WHAT THE TASK REQUIRES -> Which lines of the entries contain the word "Answer"? Please list them.
*** STUDY MATERIAL ***
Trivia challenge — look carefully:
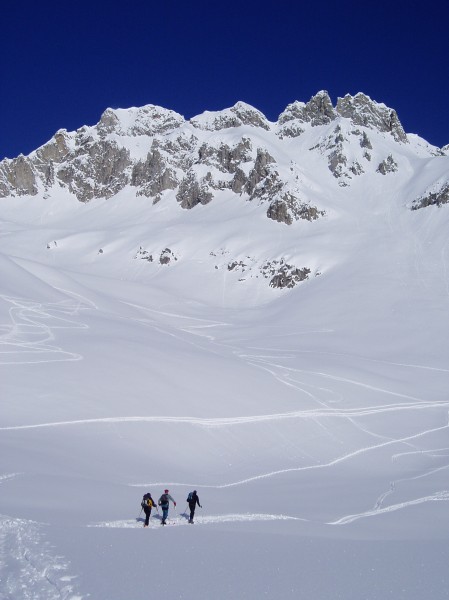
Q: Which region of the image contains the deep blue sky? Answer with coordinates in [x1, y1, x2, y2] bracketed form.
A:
[2, 0, 448, 159]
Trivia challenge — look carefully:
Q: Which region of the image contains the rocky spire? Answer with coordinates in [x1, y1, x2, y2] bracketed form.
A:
[277, 91, 337, 129]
***
EXERCISE OUTPUT ->
Q: Which region of the image contains the deep blue sky? Answer with coordinates in [x1, y1, x2, y2] bracketed form.
Q: Which region of the image contains the rocky spire? Answer with coordinates in [x1, y1, x2, y2] bracketed form.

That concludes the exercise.